TASK DESCRIPTION: Search the records below for the word "above". Pull out each line that has it.

Entries taken from a collection:
• • • • • • •

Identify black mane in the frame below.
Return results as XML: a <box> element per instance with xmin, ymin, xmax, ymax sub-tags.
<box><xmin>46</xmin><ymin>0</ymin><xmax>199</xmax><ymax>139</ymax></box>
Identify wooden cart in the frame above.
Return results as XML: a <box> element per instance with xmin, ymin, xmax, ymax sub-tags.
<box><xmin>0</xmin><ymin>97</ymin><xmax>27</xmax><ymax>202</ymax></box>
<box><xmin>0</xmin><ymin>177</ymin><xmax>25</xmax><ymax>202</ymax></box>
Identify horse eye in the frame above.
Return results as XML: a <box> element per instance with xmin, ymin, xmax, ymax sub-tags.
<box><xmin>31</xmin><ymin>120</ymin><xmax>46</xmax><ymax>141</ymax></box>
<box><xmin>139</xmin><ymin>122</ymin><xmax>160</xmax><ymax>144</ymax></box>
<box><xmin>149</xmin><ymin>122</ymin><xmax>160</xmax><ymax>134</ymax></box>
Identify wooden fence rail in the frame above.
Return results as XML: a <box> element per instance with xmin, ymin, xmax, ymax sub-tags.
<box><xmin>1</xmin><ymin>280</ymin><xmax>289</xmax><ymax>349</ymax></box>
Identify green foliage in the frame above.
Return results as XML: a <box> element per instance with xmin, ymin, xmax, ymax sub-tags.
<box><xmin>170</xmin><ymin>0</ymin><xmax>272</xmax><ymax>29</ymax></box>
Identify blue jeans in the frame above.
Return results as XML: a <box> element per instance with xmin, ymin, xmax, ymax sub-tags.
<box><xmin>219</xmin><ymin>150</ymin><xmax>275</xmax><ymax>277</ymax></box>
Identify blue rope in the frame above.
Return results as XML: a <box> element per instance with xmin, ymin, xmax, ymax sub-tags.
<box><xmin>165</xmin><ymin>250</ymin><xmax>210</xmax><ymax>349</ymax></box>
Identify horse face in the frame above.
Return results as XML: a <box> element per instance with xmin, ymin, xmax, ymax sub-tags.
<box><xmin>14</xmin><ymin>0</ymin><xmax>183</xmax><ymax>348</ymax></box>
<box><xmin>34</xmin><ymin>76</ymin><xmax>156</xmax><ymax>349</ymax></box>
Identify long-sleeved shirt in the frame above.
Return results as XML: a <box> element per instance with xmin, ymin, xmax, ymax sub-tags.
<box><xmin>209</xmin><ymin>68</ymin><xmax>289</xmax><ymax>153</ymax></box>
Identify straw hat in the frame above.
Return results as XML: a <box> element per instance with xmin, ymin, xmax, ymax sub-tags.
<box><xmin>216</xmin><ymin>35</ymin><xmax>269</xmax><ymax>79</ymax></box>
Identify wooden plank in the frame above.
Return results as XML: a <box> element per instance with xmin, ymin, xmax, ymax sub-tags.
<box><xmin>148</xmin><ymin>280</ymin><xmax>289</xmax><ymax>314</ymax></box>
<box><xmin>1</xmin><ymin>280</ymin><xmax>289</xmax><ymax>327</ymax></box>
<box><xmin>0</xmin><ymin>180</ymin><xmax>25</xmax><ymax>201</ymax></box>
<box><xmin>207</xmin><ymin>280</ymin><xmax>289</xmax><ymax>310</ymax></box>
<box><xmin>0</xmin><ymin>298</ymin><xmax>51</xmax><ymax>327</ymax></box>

• • • • • • •

RESULT OF THE TASK:
Identify wooden cart in the frame above.
Identify horse eye in the frame above.
Identify wooden fence rail in the frame above.
Identify green foliage in the frame above.
Identify blue jeans in the frame above.
Identify blue rope in the frame above.
Identify horse face in the frame above.
Identify long-sleeved shirt in the frame above.
Identify straw hat in the frame above.
Identify wooden plank in the frame above.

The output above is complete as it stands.